Records from a point-labeling set:

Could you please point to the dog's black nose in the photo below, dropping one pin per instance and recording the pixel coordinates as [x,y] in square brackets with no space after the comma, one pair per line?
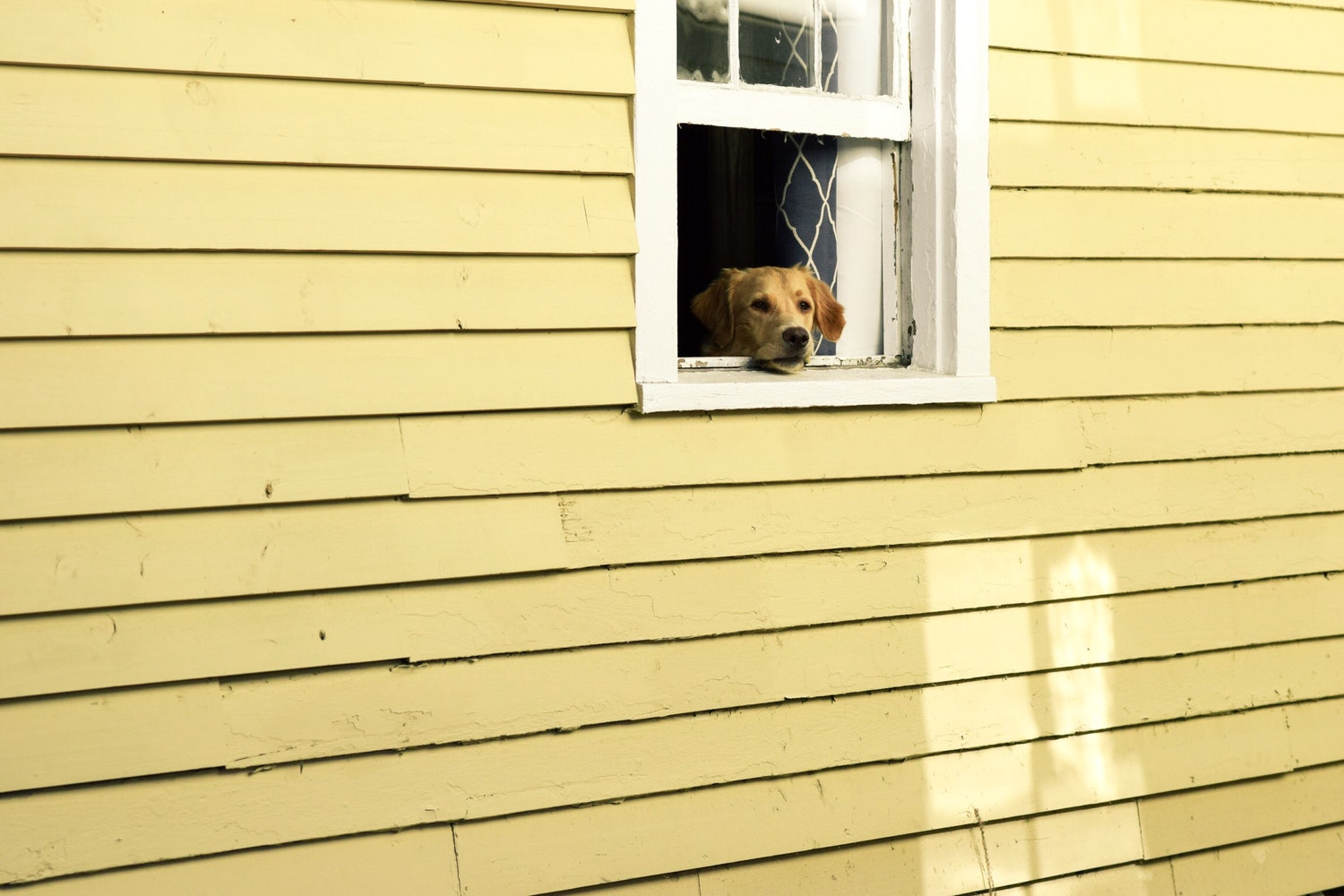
[796,338]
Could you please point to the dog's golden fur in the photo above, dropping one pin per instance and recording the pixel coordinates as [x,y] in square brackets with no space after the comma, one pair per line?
[768,314]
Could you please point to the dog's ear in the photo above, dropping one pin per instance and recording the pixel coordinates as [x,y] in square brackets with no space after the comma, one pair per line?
[830,314]
[714,308]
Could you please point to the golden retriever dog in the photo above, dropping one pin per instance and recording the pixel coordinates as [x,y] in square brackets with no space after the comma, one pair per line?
[768,314]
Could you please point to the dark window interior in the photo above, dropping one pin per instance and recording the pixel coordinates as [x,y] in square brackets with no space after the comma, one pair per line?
[726,214]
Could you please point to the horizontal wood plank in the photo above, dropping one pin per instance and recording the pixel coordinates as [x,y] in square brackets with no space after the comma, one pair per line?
[1069,363]
[64,112]
[47,473]
[185,556]
[1037,86]
[1085,223]
[151,820]
[177,206]
[241,378]
[1225,34]
[1161,429]
[1241,812]
[195,293]
[1282,866]
[483,452]
[454,43]
[1046,155]
[737,823]
[459,619]
[416,863]
[1163,293]
[719,521]
[1150,879]
[954,861]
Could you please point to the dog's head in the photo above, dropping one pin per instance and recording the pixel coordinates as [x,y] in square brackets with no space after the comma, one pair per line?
[768,314]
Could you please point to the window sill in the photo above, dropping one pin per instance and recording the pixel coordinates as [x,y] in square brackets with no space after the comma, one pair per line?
[718,390]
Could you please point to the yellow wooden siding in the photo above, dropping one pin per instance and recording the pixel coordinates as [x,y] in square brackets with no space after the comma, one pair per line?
[416,863]
[960,654]
[153,643]
[1282,866]
[148,820]
[113,204]
[190,293]
[1109,156]
[121,381]
[1250,810]
[376,40]
[1073,223]
[121,560]
[690,522]
[306,716]
[1164,292]
[1247,35]
[64,112]
[1054,88]
[46,473]
[1166,360]
[535,853]
[483,452]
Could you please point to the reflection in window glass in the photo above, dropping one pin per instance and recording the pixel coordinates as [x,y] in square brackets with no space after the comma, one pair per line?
[777,43]
[860,56]
[702,40]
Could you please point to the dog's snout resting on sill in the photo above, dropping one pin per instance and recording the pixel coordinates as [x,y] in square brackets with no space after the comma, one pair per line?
[769,314]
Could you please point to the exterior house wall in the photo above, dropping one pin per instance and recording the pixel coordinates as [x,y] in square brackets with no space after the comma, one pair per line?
[335,562]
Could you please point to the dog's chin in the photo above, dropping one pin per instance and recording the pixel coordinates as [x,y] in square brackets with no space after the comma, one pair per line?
[788,365]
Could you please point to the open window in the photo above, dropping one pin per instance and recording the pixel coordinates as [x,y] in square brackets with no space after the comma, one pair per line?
[847,136]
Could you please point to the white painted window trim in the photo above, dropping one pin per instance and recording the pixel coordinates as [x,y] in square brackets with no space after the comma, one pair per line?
[949,220]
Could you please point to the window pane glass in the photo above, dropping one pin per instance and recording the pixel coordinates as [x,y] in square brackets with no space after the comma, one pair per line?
[777,42]
[702,39]
[859,51]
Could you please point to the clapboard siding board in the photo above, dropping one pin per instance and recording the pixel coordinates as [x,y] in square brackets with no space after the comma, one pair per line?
[62,740]
[1035,86]
[483,452]
[1185,823]
[99,382]
[1281,866]
[117,734]
[956,861]
[1104,156]
[70,831]
[462,45]
[1133,362]
[185,556]
[443,621]
[1225,34]
[1158,429]
[1090,223]
[185,206]
[61,112]
[540,852]
[718,521]
[414,863]
[1031,292]
[196,293]
[48,473]
[1133,880]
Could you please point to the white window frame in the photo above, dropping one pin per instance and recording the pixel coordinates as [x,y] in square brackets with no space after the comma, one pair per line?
[948,128]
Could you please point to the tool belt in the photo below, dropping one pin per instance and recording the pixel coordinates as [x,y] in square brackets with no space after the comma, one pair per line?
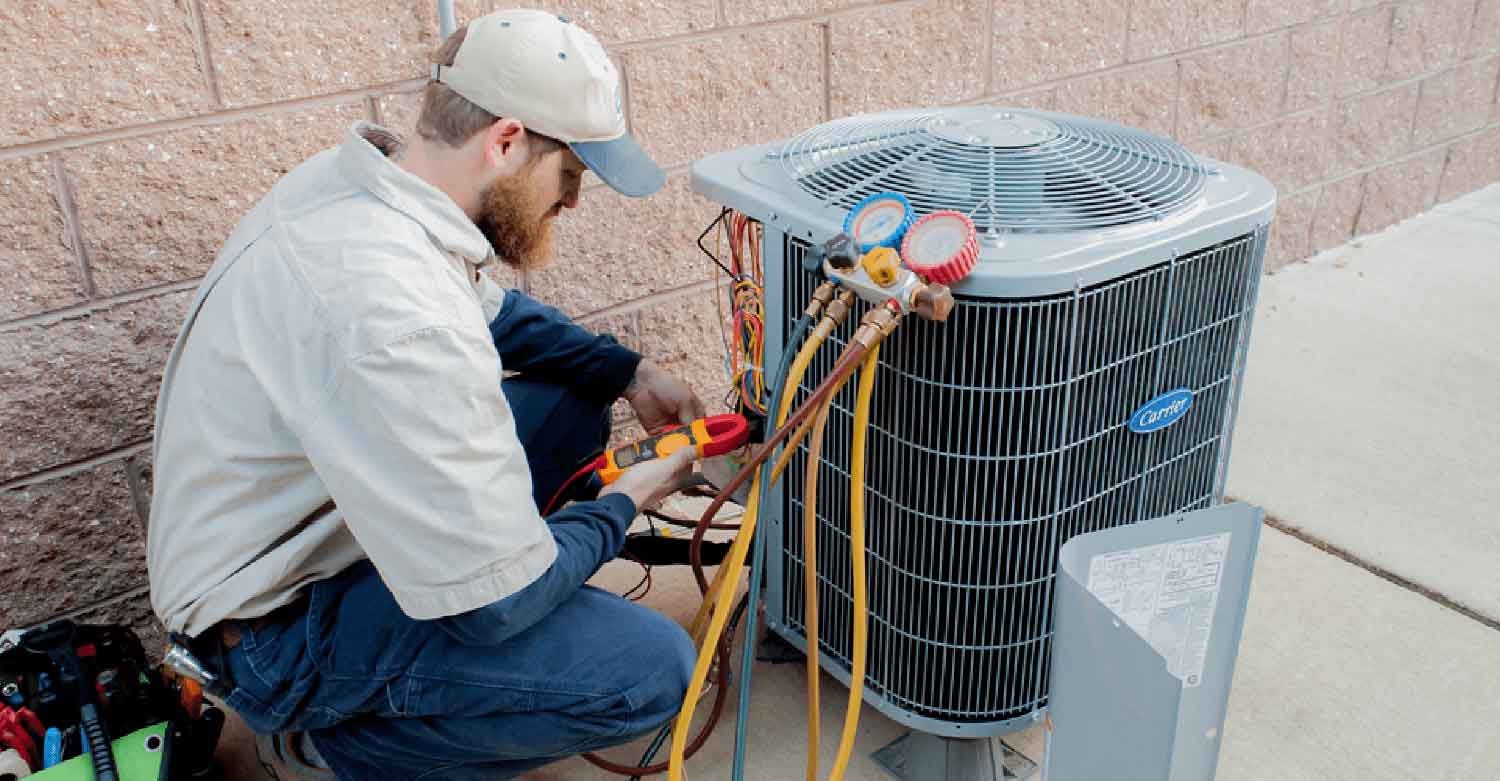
[81,697]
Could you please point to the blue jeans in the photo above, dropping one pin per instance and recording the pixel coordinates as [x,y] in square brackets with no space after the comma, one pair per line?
[384,696]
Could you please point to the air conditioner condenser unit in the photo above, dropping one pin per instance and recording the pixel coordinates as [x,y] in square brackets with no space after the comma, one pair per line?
[1088,378]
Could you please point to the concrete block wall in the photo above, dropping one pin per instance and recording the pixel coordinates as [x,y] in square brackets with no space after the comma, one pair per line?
[134,134]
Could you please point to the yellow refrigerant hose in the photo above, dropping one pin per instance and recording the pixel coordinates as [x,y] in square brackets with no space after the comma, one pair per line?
[720,592]
[714,610]
[794,378]
[861,424]
[815,445]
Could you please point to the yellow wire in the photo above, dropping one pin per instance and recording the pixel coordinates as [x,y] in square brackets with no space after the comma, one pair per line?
[861,426]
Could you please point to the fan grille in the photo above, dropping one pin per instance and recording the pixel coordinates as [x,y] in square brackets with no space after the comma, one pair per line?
[1010,170]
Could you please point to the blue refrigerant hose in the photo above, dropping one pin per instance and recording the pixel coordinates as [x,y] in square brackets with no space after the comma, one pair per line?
[758,552]
[756,562]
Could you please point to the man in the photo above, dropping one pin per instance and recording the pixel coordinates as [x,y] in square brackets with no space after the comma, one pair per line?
[345,516]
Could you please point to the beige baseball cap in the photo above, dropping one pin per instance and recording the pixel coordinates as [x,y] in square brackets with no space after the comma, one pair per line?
[557,80]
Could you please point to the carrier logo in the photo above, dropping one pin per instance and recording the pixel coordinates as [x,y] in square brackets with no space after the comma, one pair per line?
[1161,411]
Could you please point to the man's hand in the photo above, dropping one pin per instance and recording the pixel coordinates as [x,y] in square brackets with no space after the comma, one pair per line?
[662,399]
[647,483]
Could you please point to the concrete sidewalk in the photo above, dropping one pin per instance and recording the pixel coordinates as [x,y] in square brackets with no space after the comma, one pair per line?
[1368,432]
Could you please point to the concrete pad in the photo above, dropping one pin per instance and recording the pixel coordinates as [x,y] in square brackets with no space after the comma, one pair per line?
[1346,676]
[1368,417]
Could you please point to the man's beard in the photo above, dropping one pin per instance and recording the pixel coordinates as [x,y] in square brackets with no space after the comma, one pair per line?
[512,221]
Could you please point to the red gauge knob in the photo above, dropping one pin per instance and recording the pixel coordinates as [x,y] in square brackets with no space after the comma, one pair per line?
[942,248]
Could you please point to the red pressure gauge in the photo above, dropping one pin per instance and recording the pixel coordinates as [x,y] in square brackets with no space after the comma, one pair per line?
[942,248]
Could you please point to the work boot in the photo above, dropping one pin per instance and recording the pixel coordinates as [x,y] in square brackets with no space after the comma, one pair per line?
[290,756]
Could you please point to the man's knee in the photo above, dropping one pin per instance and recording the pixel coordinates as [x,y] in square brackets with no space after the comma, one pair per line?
[669,657]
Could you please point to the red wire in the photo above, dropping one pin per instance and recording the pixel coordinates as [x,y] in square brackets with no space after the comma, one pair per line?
[587,468]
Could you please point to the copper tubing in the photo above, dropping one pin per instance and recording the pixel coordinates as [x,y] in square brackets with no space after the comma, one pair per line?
[848,363]
[875,326]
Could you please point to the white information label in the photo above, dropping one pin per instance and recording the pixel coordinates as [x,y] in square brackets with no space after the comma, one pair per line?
[1167,594]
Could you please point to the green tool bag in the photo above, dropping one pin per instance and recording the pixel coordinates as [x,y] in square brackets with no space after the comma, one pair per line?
[63,682]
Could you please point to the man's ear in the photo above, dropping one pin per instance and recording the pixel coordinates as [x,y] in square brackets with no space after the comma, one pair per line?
[501,146]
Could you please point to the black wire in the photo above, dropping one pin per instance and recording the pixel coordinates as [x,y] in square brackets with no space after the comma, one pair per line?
[711,257]
[669,519]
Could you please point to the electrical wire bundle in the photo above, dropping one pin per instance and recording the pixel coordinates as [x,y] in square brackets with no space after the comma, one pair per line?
[747,309]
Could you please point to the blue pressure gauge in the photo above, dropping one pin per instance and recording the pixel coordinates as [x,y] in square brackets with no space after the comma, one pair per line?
[879,221]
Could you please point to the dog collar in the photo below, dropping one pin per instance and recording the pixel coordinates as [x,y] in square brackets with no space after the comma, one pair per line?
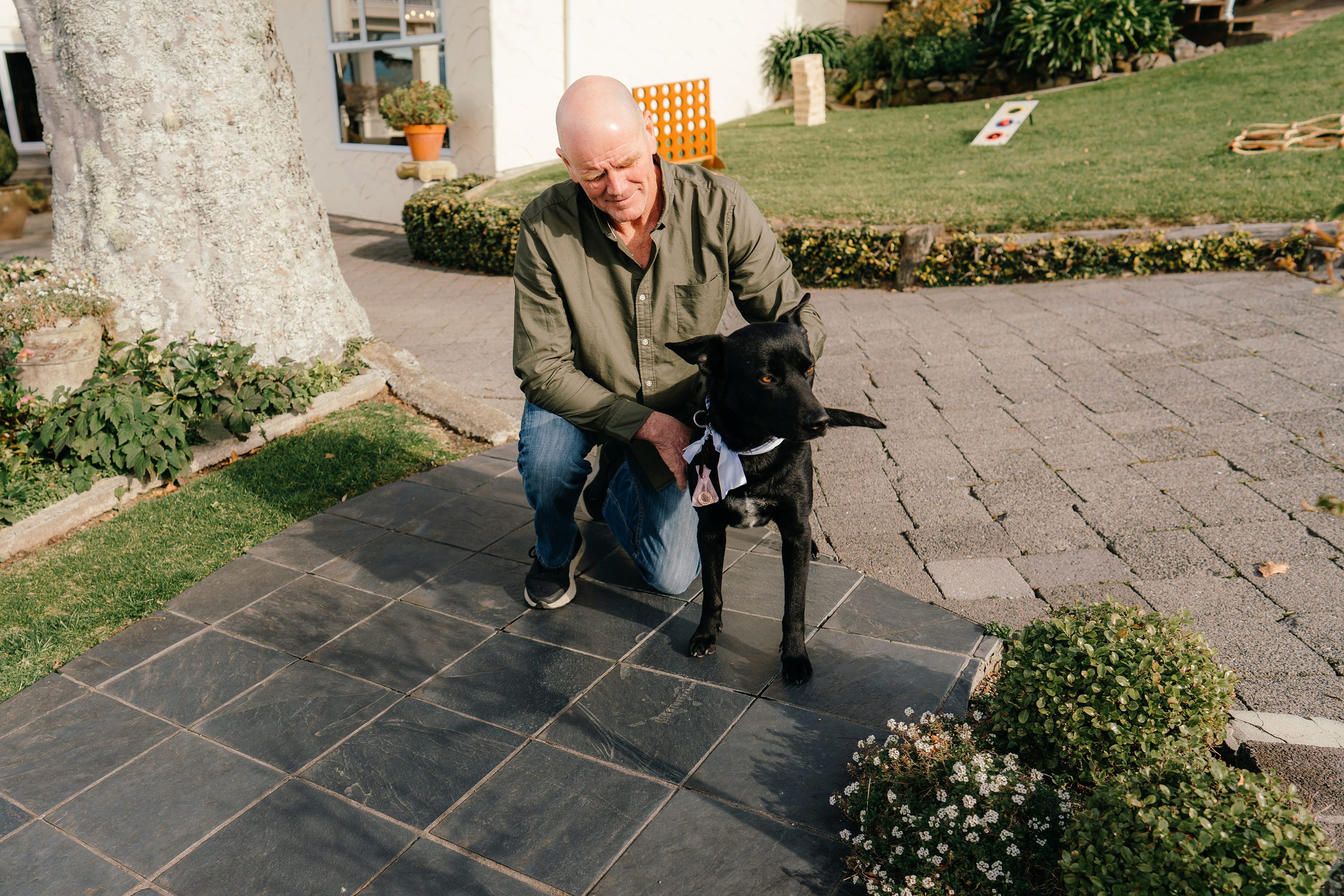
[732,475]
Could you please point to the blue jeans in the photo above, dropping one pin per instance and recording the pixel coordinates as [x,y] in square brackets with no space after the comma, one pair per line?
[656,528]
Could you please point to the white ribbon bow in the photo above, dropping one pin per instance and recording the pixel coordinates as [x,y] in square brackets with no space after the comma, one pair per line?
[730,463]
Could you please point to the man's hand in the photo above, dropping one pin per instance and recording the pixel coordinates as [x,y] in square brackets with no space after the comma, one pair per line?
[670,437]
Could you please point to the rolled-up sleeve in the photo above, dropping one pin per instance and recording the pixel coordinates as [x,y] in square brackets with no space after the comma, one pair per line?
[543,352]
[761,277]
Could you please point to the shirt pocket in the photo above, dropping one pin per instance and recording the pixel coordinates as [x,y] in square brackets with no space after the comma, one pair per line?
[699,307]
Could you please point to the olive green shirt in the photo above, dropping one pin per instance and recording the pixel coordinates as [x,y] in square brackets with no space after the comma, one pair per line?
[590,324]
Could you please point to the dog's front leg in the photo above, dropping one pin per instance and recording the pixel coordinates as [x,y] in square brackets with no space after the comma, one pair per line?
[711,538]
[797,547]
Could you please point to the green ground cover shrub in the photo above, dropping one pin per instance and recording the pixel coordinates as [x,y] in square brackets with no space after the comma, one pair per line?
[787,43]
[1074,35]
[58,602]
[1092,690]
[936,813]
[972,261]
[1195,831]
[444,229]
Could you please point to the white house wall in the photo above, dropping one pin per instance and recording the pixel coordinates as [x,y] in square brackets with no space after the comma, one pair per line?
[638,42]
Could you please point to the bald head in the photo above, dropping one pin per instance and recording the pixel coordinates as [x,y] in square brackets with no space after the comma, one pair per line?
[597,112]
[608,147]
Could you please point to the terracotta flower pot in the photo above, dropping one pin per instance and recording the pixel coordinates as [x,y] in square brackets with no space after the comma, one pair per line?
[58,355]
[426,141]
[14,211]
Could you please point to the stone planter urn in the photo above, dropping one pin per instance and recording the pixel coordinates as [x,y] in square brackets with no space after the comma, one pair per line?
[62,355]
[14,211]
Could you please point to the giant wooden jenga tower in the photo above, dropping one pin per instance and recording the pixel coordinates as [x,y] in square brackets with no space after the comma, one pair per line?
[810,90]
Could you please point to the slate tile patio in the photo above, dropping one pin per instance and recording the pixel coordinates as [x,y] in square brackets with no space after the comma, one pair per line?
[416,729]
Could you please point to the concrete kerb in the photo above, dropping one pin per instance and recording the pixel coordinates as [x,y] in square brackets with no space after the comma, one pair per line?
[435,398]
[112,492]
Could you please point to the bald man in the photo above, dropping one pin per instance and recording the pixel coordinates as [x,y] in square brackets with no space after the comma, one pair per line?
[627,256]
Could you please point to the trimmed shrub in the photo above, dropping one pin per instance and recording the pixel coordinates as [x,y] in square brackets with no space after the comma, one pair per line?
[939,815]
[420,103]
[1190,832]
[444,229]
[9,158]
[969,261]
[787,43]
[1074,35]
[1094,690]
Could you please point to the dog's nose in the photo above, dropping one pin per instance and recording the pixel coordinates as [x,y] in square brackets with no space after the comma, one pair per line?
[818,421]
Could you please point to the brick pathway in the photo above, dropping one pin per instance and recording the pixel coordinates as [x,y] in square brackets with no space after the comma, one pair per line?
[1148,438]
[366,698]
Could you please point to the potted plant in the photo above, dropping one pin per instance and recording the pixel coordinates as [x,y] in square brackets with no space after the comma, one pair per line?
[14,199]
[422,112]
[60,322]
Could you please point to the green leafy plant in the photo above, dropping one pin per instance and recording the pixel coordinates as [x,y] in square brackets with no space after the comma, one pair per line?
[33,296]
[830,41]
[444,229]
[147,403]
[9,158]
[1093,690]
[420,103]
[1074,35]
[1186,831]
[939,815]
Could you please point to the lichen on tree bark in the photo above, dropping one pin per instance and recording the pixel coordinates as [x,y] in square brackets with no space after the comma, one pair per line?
[179,176]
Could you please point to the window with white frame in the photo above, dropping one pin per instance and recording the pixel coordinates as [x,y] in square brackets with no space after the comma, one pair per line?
[19,92]
[378,46]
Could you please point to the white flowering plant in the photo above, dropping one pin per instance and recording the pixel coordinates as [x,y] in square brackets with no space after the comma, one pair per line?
[936,813]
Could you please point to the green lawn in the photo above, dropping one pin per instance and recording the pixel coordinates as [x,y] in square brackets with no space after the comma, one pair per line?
[1143,150]
[58,602]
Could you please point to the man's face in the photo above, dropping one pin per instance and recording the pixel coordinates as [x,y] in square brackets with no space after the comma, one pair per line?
[616,171]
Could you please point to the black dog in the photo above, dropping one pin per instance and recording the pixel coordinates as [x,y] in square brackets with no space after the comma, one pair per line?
[760,391]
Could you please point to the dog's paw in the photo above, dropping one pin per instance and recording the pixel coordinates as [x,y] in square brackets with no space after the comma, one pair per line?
[797,669]
[703,644]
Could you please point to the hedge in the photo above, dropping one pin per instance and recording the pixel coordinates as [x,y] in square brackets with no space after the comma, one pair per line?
[482,236]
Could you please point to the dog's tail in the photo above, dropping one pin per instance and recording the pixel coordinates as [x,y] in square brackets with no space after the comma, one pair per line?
[851,418]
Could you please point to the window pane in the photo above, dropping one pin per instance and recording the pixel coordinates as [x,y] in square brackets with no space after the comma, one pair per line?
[381,19]
[367,76]
[25,97]
[422,18]
[345,19]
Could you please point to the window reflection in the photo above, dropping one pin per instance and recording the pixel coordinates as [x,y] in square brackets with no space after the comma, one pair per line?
[365,77]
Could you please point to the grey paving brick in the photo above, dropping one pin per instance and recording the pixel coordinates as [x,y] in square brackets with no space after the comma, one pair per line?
[979,578]
[1168,555]
[1310,586]
[1049,532]
[1062,596]
[961,540]
[1307,695]
[1072,567]
[1261,542]
[1226,504]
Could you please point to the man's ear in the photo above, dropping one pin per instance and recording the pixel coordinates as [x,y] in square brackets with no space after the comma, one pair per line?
[795,315]
[703,351]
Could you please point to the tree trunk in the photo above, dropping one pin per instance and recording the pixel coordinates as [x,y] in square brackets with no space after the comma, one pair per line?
[179,178]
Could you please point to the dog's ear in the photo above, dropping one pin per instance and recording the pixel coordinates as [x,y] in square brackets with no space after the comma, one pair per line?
[703,351]
[795,315]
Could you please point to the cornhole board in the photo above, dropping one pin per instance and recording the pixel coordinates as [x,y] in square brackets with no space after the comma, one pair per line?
[1004,123]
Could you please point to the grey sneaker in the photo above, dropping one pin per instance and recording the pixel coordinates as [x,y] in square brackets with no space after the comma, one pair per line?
[551,589]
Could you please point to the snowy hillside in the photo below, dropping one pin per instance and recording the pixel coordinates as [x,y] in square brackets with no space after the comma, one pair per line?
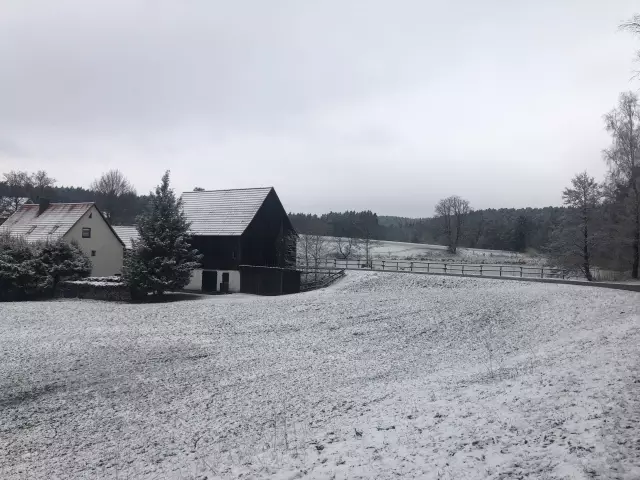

| Request |
Count the lines in the items above that contain the word "nose". Give only the number.

| Written response |
2